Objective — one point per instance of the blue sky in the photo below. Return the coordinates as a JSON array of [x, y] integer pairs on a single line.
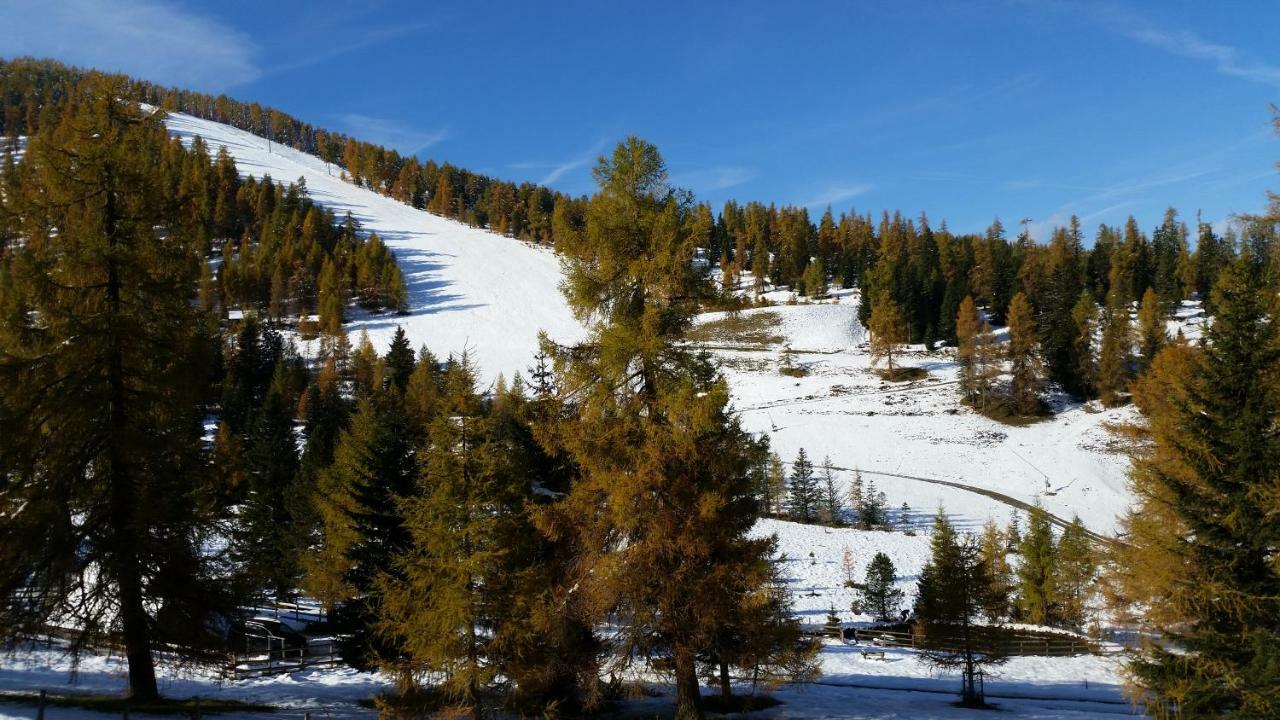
[[967, 110]]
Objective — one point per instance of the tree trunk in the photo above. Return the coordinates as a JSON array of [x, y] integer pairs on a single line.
[[689, 702], [124, 499], [137, 637]]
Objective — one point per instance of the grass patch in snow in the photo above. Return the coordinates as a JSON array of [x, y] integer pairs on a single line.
[[737, 328], [1001, 410], [117, 705], [739, 703], [903, 374]]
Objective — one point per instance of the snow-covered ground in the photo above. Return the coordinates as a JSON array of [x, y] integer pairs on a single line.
[[467, 288], [896, 687], [904, 434], [474, 290]]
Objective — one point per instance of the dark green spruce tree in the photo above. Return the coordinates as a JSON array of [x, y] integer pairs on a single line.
[[101, 513]]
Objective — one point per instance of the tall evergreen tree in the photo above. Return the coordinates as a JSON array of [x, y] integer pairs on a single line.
[[1214, 474], [881, 597], [950, 600], [663, 501], [400, 360], [1115, 355], [447, 586], [1075, 569], [1151, 328], [803, 490], [361, 529], [1037, 593], [888, 329], [1024, 359], [993, 548], [1084, 319], [100, 507]]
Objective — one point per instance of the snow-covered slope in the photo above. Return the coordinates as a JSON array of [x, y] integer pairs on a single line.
[[903, 436], [467, 288]]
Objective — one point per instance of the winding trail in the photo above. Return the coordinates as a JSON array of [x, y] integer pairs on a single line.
[[993, 495]]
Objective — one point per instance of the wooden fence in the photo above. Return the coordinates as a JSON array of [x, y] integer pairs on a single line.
[[1010, 643]]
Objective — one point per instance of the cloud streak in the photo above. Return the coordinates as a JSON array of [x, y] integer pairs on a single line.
[[561, 169], [150, 39], [709, 180], [392, 133], [837, 194], [1228, 60], [368, 37]]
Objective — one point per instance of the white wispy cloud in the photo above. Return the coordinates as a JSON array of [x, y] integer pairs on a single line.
[[357, 40], [556, 171], [708, 180], [1226, 59], [150, 39], [837, 194], [392, 133]]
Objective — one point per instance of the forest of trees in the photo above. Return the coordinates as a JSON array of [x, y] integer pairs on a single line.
[[471, 541], [145, 425]]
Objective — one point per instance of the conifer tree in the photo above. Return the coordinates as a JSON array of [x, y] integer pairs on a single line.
[[976, 352], [268, 537], [1084, 318], [663, 500], [1075, 568], [101, 515], [888, 331], [881, 597], [773, 500], [400, 360], [933, 598], [968, 328], [831, 506], [993, 550], [361, 528], [1037, 593], [1151, 328], [803, 491], [951, 597], [1024, 363], [873, 513], [1206, 569], [1115, 355], [447, 583], [816, 279]]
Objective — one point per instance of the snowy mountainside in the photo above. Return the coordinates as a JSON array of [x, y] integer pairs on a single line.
[[913, 438], [467, 288]]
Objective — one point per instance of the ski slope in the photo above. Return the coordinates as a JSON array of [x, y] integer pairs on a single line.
[[469, 290], [490, 295]]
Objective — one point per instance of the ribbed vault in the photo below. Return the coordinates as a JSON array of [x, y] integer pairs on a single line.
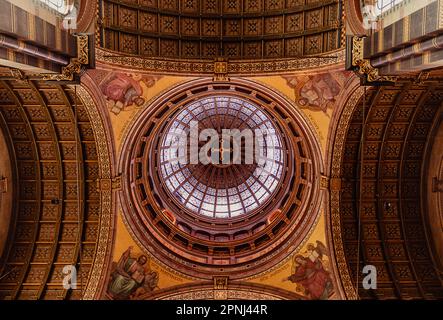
[[57, 206], [235, 29], [388, 180]]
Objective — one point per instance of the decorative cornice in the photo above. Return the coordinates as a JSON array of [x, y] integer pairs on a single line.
[[98, 270], [363, 66], [335, 193], [76, 64], [207, 67]]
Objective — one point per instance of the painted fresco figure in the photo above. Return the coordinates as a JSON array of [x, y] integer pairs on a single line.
[[311, 274], [123, 90], [130, 277]]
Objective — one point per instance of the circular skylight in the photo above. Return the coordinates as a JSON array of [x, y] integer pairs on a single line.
[[227, 181]]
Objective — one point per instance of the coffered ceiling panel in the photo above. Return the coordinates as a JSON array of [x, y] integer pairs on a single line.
[[205, 29]]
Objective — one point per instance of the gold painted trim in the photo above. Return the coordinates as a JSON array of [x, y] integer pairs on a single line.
[[336, 228], [112, 59], [98, 269], [75, 66], [364, 67]]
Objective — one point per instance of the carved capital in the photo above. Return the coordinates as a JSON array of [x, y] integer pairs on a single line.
[[363, 66], [437, 185], [3, 185]]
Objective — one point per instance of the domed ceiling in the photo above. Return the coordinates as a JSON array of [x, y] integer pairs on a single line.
[[235, 217], [231, 186], [234, 29]]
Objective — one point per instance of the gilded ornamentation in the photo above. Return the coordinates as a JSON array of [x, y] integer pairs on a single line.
[[363, 66], [206, 67], [105, 228]]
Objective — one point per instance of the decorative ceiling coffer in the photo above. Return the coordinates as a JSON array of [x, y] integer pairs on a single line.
[[355, 61], [84, 60]]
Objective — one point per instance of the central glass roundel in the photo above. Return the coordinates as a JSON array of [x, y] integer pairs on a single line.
[[221, 157]]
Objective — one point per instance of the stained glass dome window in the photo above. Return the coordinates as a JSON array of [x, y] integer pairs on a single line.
[[219, 190]]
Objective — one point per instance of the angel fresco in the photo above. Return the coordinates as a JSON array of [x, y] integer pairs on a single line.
[[123, 90], [310, 274], [131, 277], [317, 92]]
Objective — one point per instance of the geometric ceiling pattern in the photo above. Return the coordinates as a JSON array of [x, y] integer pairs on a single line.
[[386, 186], [56, 213], [235, 29]]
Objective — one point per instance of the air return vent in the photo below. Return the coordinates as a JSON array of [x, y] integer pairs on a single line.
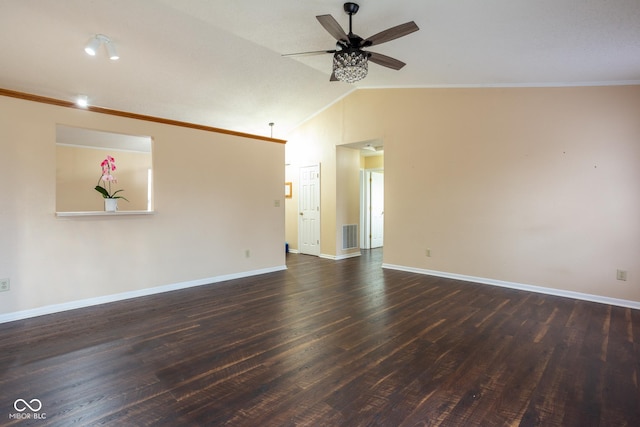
[[349, 236]]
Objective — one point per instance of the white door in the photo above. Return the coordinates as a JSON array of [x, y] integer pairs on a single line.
[[377, 209], [309, 210]]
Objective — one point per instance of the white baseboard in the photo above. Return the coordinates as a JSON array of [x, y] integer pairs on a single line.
[[519, 286], [72, 305], [339, 257]]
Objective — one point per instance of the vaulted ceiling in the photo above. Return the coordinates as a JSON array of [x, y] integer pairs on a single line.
[[219, 63]]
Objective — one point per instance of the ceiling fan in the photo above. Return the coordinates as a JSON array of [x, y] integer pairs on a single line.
[[349, 58]]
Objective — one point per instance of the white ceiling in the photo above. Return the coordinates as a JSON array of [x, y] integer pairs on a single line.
[[219, 63]]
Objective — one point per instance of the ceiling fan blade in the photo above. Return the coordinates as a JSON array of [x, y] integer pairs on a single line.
[[313, 52], [386, 61], [391, 34], [331, 25]]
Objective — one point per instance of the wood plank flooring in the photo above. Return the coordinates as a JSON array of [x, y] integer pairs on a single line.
[[327, 343]]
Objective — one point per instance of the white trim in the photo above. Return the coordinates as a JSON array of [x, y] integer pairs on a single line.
[[72, 305], [104, 213], [520, 286], [507, 85], [339, 257]]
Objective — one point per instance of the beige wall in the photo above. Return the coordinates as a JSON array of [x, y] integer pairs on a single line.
[[214, 199], [78, 171], [536, 186]]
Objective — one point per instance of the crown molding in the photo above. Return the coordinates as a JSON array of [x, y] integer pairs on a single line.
[[103, 110]]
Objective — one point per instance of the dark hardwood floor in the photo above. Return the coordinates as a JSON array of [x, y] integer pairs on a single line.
[[327, 343]]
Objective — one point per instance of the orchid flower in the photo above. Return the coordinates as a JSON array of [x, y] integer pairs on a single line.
[[108, 165]]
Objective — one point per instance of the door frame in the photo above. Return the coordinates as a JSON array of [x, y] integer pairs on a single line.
[[365, 202]]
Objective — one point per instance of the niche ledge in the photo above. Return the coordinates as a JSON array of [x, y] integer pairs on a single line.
[[102, 213]]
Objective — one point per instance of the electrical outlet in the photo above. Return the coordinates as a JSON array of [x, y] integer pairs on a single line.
[[621, 275]]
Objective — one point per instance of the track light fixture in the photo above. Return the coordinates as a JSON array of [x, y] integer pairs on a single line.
[[95, 42]]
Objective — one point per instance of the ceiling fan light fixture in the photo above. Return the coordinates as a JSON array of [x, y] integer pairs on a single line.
[[350, 65]]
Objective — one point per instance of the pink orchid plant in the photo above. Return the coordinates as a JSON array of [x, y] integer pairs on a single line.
[[108, 165]]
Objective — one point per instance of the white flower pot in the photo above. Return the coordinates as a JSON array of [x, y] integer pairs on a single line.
[[110, 205]]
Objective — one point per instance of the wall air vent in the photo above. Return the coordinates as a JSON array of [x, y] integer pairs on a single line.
[[349, 236]]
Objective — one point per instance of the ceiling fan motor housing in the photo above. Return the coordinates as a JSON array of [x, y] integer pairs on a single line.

Your goal:
Turn the part of the items above that opens with the line containing "Objective — one point per instance of the wooden" and closes with the line containing "60], [368, 37]]" into a JSON list of strings. Include both of those lines, give one string per line, and leave out any blank lines.

Reply to the exercise:
[
  "Objective — one point per instance of the wooden fence in the photo above. Return the coordinates as a JSON array of [x, y] integer pairs on a single line.",
  "[[1010, 643]]",
  "Objective — one point per instance of the cloud streak in the photo above. Return the coordinates as a JSON array of [x, y] integer pairs on a single line.",
  "[[561, 169], [150, 39], [709, 180], [392, 133], [837, 194], [1228, 60], [368, 37]]"
]